№6, 1960/Теория литературы

Психология художественного творчества

  1. НЕСКОЛЬКО СЛОВ О ЛИТЕРАТУРОВЕДЕНИИ В РЯДУ ДРУГИХ НАУК

Современная наука проникает в самые сложные, самые загадочные процессы и явления жизни. То, что когда-то считалось непознаваемым и таинственным, сегодня обнаруживает свою сокровенную сущность. Все новые и новые перспективы раскрываются в изучении не только мира природы, но и тончайших, казавшихся неуловимыми процессов психической жизни человека, его интеллектуальной деятельности, его многообразных эмоциональных реакций на окружающий мир.

В ряду различных отраслей науки заняла свое место и наука о литературе. Достижения нашего литературоведения немалы. Но если рассматривать науку о литературе в ряду других наук, бросаются в глаза и ее специфические слабости. Ведь в любой науке всякие крупные открытия, как правило, сопровождаются усиленной разработкой методологических проблем и новой методики исследования. Литературоведение в этом отношении представляет разительный контраст. Вместо того, чтобы на основе марксистско-ленинской теории разрабатывать дальнейшие пути и методические принципы изучения искусства слова, мы молчаливо исходим из убеждения, что здесь все уже сделано, и остается лишь применять эти принципы на практике. Даже сам термин «методология литературоведческих исследований» исчез из нашего обихода. Считается, что он «покрывается» термином «теория литературы». Но если судить о содержании теории литературы, например, по учебным пособиям, то окажется, что это прежде всего – освещение основных понятий сущности литературы, литературных направлений, жанров, элементов стиховедения и т.п., а не учение о путях и методах исследования художественного творчества в его своеобразии. Но ведь хорошее знание отдельных частей мотора не может заменить ни умения собрать мотор, ни понимания, почему он работает. Когда заканчиваешь чтение некоторых руководств по теории литературы, то невольно возникает эта аналогия между описанными в них элементами художественного творчества и описанием существующих – каждая сама по себе – частей какого-то механизма. Усвоив такое руководство, можно «разобрать» произведение, но не проанализировать его как единство. Меньше всего я хочу упрекнуть в таком подходе к теории литературы авторов учебных пособий: недостатки их работ отражают общие недостатки литературоведения.

У нас есть интересные исследования и статьи по отдельным проблемам теории литературы. Но разработка методологии – общих принципов литературоведческого изучения – находится в загоне: дело ограничивается здесь в лучшем случае истолкованием тех или иных положений классиков марксизма, а не развитием их и тем более не выдвижением новых принципов исследования на основе марксистско-ленинской теории. Разве не требует, например, методологического решения выдвинутая самой жизнью задача синтеза теории литературы, эстетики, истории литературы и критики, то есть разделов науки, которые до сих пор остаются разъединенными?

Еще хуже обстоит дело с методикой литературоведческого анализа, с разработкой конкретных приемов исследовательской работы. О методике изучения литературы принято говорить только в связи с преподаванием в средней школе: как изучать и «разъяснять» смысл образов, расчленять композицию произведения на отдельные эпизоды, связывать изображение пейзажа с «настроениями героев» и т. п. Все это оправдано задачами школьного преподавания (хотя дано зачастую примитивно), но очень далеко от разработки методических принципов оригинального научного исследования. А ведь сколько в истории науки примеров, когда обогащение методики исследования привело к огромным результатам!

ЦЕЛЬ ЗАДАНИЯ: Перепишите фрагмент статьи о психологии художественного творчества, начиная со слов «Психология художественного творчества» и заканчивая словами «на окружающий мир.», и замените в нем «непознаваемым» на «необъяснимым».

ИСХОДНЫЕ ДАННЫЕ:
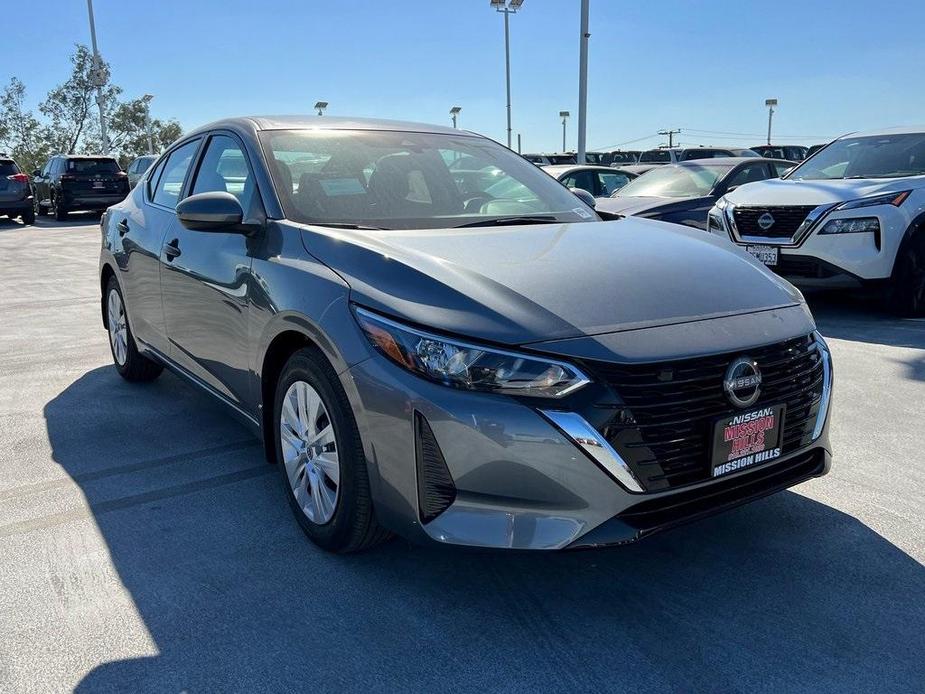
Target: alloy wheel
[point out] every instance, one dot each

ГОТОВОЕ РЕШЕНИЕ:
Психология художественного творчества

  1. НЕСКОЛЬКО СЛОВ О ЛИТЕРАТУРОВЕДЕНИИ В РЯДУ ДРУГИХ НАУК

Современная наука проникает в самые сложные, самые загадочные процессы и явления жизни. То, что когда-то считалось необъяснимым и таинственным, сегодня обнаруживает свою сокровенную сущность. Все новые и новые перспективы раскрываются в изучении не только мира природы, но и тончайших, казавшихся неуловимыми процессов психической жизни человека, его интеллектуальной деятельности, его многообразных эмоциональных реакций на окружающий мир.